• What you will do
(a) In the QSAttn thread, rewrite the passage starting at "nhw649 · 2023-10-23T09:40:48Z" and ending at "src + self.dropout1(src2)", substituting "attn_out" for "src2".
(b) Answer these questions about the QSAttn thread:
(i) Which section and table of the paper does nanfangAlan say hold the answers?
(ii) What output size is passed to roi_align in the code?
(iii) What function is applied to supp_roi to produce category_code?

• Excerpt
Some questions about QSAttn. #76

nhw649 · 2023-10-23T09:40:48Z

(1) When computing category codes, src is support feature, why do src, category_code and tsp need to do QSAttn? It's not mentioned in the paper.
(2) Why do QSAttn only on the first layer?

In deformable_transformer.py:

def forward_supp_branch(self, src, pos, reference_points, spatial_shapes, level_start_index, padding_mask, tsp, support_boxes):
    # self attention
    src2 = self.self_attn(self.with_pos_embed(src, pos), reference_points, src, spatial_shapes, level_start_index, padding_mask)
    src = src + self.dropout1(src2)
    src = self.norm1(src)

    support_img_h, support_img_w = spatial_shapes[0, 0], spatial_shapes[0, 1]
    supp_roi = torchvision.ops.roi_align(
        src.transpose(1, 2).reshape(src.shape[0], -1, support_img_h, support_img_w),
        support_boxes,
        output_size=(7, 7),
        spatial_scale=1 / 32.0,
        aligned=True)

    supp_roi=supp_roi.mean(3).mean(2) # [episode_size, C]
    category_code = supp_roi.sigmoid() # [episode_size, C]

    if self.QSAttn:
        # siamese attention
        src, tsp = self.siamese_attn(src,
                                     inverse_sigmoid(category_code).unsqueeze(0).expand(src.shape[0], -1, -1),
                                     category_code.unsqueeze(0).expand(src.shape[0], -1, -1),
                                     tsp)

        # ffn
        src = self.forward_ffn(src + tsp)
    else:
        src = self.forward_ffn(src)

    return src, category_code

The text was updated successfully, but these errors were encountered:

nanfangAlan · 2023-10-23T13:39:13Z

You could find answers in Sec 4.2 and Table 8.

ZhangGongjie · 2023-11-16T05:23:55Z

@Yuxuan-W The implementation is the same as the paper. And if you read codes carefully, you will find CAM is not used at every encoder layer.

nhw649 · 2023-11-16T05:29:13Z

@Yuxuan-W The implementation is the same as the paper. And if you read codes carefully, you will find CAM is not used at every encoder layer.

• Given data
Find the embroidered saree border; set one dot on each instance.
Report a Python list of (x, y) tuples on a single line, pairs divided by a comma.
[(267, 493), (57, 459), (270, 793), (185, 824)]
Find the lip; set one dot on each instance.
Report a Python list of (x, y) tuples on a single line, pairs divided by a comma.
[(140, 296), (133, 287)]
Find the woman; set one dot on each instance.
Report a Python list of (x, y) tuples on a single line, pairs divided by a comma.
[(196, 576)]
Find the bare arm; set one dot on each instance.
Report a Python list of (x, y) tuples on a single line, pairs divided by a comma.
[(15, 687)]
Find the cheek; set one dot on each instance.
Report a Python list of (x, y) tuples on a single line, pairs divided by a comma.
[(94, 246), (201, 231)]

• Answers for the exercise
(a)
nhw649 · 2023-10-23T09:40:48Z

(1) When computing category codes, src is support feature, why do src, category_code and tsp need to do QSAttn? It's not mentioned in the paper.
(2) Why do QSAttn only on the first layer?

In deformable_transformer.py:

def forward_supp_branch(self, src, pos, reference_points, spatial_shapes, level_start_index, padding_mask, tsp, support_boxes):
    # self attention
    attn_out = self.self_attn(self.with_pos_embed(src, pos), reference_points, src, spatial_shapes, level_start_index, padding_mask)
    src = src + self.dropout1(attn_out)

(b)
(i) Sec 4.2 and Table 8.
(ii) (7, 7).
(iii) sigmoid.